[BRIEF] Pictures do not belong in the copy; quote every entry below exactly.

(Dataset rows)
------------

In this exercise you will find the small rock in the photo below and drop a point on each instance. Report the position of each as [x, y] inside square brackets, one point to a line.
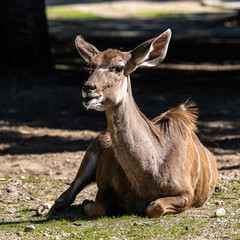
[9, 211]
[29, 228]
[220, 212]
[219, 203]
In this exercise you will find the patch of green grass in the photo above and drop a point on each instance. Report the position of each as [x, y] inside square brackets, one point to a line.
[70, 13]
[193, 224]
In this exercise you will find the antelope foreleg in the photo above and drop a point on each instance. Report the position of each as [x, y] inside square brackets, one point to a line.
[104, 199]
[165, 205]
[86, 174]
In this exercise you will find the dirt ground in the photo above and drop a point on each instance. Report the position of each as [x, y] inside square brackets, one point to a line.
[44, 131]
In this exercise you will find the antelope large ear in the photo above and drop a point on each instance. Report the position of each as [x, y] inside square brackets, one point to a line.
[150, 53]
[85, 49]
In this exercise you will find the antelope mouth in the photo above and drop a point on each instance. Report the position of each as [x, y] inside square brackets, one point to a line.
[92, 102]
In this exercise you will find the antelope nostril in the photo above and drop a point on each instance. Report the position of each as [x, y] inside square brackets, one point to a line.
[89, 87]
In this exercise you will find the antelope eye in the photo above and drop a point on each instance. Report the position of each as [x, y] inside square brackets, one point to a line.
[119, 68]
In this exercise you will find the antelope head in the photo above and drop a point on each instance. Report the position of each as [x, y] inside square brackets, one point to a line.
[109, 70]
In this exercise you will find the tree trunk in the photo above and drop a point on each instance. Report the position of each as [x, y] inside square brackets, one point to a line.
[25, 53]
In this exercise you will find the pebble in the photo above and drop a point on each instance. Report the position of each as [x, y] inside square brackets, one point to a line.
[219, 203]
[9, 211]
[220, 212]
[29, 228]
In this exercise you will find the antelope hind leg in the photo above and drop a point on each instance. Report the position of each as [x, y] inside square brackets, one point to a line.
[165, 205]
[86, 174]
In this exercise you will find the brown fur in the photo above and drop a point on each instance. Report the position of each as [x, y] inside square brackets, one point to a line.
[144, 167]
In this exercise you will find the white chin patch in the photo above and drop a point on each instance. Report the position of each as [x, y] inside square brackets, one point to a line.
[94, 103]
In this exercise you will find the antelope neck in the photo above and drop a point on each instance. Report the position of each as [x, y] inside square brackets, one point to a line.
[136, 148]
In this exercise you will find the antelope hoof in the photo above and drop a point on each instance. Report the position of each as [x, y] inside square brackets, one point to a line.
[44, 208]
[155, 209]
[93, 210]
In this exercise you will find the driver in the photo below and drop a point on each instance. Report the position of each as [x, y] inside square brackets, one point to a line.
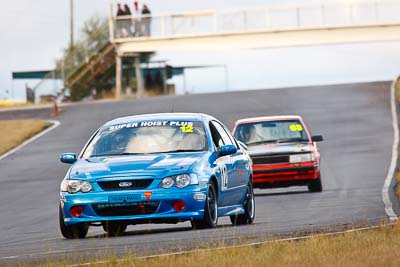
[249, 134]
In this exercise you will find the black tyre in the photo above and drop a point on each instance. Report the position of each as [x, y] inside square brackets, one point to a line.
[210, 219]
[315, 185]
[114, 229]
[249, 206]
[71, 231]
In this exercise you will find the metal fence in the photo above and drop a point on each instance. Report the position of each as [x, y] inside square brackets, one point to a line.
[281, 18]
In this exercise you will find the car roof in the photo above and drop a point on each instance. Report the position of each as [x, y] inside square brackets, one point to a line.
[161, 116]
[269, 118]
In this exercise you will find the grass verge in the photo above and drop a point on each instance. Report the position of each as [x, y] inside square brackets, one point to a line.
[375, 247]
[15, 132]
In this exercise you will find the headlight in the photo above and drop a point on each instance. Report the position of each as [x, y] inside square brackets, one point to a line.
[75, 186]
[180, 181]
[301, 158]
[167, 182]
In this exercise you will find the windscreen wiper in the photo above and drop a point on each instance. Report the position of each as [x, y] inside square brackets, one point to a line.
[262, 142]
[289, 140]
[182, 150]
[114, 155]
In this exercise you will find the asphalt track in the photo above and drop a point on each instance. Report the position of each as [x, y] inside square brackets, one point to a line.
[355, 120]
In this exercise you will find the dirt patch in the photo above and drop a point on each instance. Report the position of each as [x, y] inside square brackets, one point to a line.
[15, 132]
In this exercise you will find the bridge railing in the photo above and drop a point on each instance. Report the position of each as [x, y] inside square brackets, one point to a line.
[272, 18]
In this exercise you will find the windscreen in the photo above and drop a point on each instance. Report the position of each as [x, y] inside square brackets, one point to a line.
[148, 137]
[271, 132]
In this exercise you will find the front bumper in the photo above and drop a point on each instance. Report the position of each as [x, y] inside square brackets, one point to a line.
[133, 206]
[285, 173]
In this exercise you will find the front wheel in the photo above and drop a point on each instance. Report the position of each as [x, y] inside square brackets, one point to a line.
[249, 206]
[210, 219]
[315, 185]
[74, 231]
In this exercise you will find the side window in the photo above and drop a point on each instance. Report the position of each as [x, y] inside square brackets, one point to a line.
[217, 139]
[233, 140]
[225, 137]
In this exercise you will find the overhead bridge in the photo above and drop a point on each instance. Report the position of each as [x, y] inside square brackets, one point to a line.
[253, 28]
[261, 27]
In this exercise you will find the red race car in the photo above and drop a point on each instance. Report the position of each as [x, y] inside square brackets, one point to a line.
[283, 151]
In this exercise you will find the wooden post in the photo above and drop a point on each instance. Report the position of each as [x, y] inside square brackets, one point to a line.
[118, 78]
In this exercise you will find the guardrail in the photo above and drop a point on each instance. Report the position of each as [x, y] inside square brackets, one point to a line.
[273, 18]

------------

[REPLY TO THE TASK]
In this exercise you will find the small rock in the photo below and drop a point on each instance. Report the position of each as [x, y] inside square brackets, one point to a line.
[9, 211]
[29, 228]
[220, 212]
[219, 203]
In this exercise you will find the patch of green grass in the photo above and drop a point on each instance. Report the position of each as [x, y] inside square brackets, one point to a line.
[70, 13]
[193, 224]
In this exercise you will find the antelope foreleg in the photo above and drop a point on each instance. Report the position of each as [x, y] inside square brackets, one point to a line.
[104, 199]
[165, 205]
[86, 174]
In this exercise you will find the dirt ground in the photo above and drop a point on each instance. Report the position of each as [x, y] inside square brackets, one point to a line.
[44, 131]
In this exercise you will find the antelope large ear in the photo above and drop a point on each instance. Report the position of each as [x, y] inside square brackets, one point to a line.
[150, 53]
[85, 49]
In this exercise you will find the antelope mouth in the photo above and drop a point on each instance. Report the position of each as [x, y] inside square brackets, one point to a line.
[92, 102]
In this exercise you will find the antelope nostril in the photo above and drop a point on each instance. Report the position of each as [x, y] inside square brackets, one point to a line.
[89, 87]
In this exercise you will find the antelope eye in the photo above and drop a point on each instance. Report the position of each as [x, y] inside square brackets, one point to a line.
[119, 68]
In this exercise you will find the antelope head in the photo above and drop a point on each instance. Report the position of each as [x, y] inside square brackets, one point to a line.
[109, 70]
In this exercise you will find the tree trunk in the photo above and drop a point on each instance. Report the position of each as [x, y] inside square brackets, one point to a line.
[25, 53]
In this exercise you will find the pebble in the photo above and drop a point on each instance. Report the position of each as [x, y] inside square brackets, one point to a line.
[219, 203]
[9, 211]
[220, 212]
[29, 228]
In this exercise you will find the antelope hind leg in the photo above and drop a point on each instance. Report the position of each as [x, y] inside square brackets, one point to a line.
[165, 205]
[86, 174]
In this exercise you will find the brown fur in the photo above and drop a point on each instance. Report the position of each as [x, y] inside square brackets, one point to a line.
[144, 167]
In this exercise you will find the white chin patch in the photo above and drop a point on each instance. Report the position of each as [x, y] inside square brackets, one point to a line.
[94, 103]
In this exercise you will find the antelope neck in the photo above and drop a point on each instance. Report the position of each as [x, y] inside square brackets, one point to a line.
[136, 148]
In this exercise you will find the antelope hoof in the photo above and drop a point on each instance. Report the position of each as [x, y] inside square brackets, one point to a line.
[44, 208]
[155, 209]
[93, 210]
In this exercise you will find the driver in the photo below and drop a point on each instance. Report the position of each as [x, y] inside square brackets, one point to a line.
[249, 134]
In this exercise you will find the black tyre in the photo above and drop a point on each instance. Report the position of each as [x, y] inside square brackets, one point to a line.
[210, 219]
[315, 185]
[114, 229]
[249, 206]
[71, 231]
In this exercise you will find the metal fence in the photo above and drop a point on each instance. Report the position of each as [x, y] inside square brackets, one point to a line.
[281, 18]
In this exercise you will find the car roof in the photo above and drop a point on each instance. Report the position of each as [x, y] inside square brackets, one point to a line.
[161, 116]
[269, 118]
In this exercise you will find the grass verge in the photo above and drop a point on each instance. Report the position of each as [x, y] inside square brackets, one point to a line.
[375, 247]
[15, 132]
In this exercise you will find the headlight in the photo above and drop a point on each instance. Report the position of each as [x, y] inside square brackets, one point to a line.
[75, 186]
[180, 181]
[301, 158]
[167, 182]
In this exercise you will find the windscreen wiper in the photo above and drop a point on each instance. Report the position of each as [x, y] inside square brackets, one point to a line.
[262, 142]
[289, 140]
[182, 150]
[114, 155]
In this exercise you will find the asphalt track in the photo above and drop a point on each instance. Report the position of each as [x, y] inside square brackets, one point to a line.
[355, 120]
In this exercise you will find the dirt patch in the photo above and drop a point on each instance. Report the position of each as [x, y] inside square brackets, one point to a line.
[15, 132]
In this exercise you will find the bridge railing in the photo above and drop a point on each instance. Report the position of each as [x, y] inside square brackets, one point to a line.
[272, 18]
In this exercise you will find the windscreen in the photo above and drop a point on each instance. Report the position of each as [x, y] inside square brackets, one point to a line.
[148, 137]
[271, 132]
In this exercise you will find the front bumper in the photo above and drop a point on each instance. Report the position of each as [x, y] inside square brackets, one point to a line.
[133, 206]
[285, 173]
In this exercise you will find the front wheel in the photo above and drop a point on each instance. Report the position of each as [x, y] inside square brackets, one point to a line.
[249, 206]
[210, 219]
[315, 185]
[74, 231]
In this exercise you will find the side window in the photo above and drop a point on each instance. Report the position of each as [x, y] inside square brackets, one point to a line.
[217, 139]
[233, 140]
[225, 137]
In this exercise you will find the overhead bridge in the photo above and drop a point on each instance. Report the position of each as [x, y] inside square brackets, one point to a line.
[253, 28]
[261, 27]
In this exercise you will find the red race car in the photo above and drop a point on each instance. Report the position of each as [x, y] inside square brackets, one point to a line.
[283, 151]
In this exercise you will find the wooden post in the photo above and drop a point on each instance. Report the position of each as [x, y] inside square brackets, one point to a line.
[118, 78]
In this exercise you will find the guardrail in the photo above and drop a point on each instance. Report the position of each as [x, y] inside square brackets, one point to a line.
[273, 18]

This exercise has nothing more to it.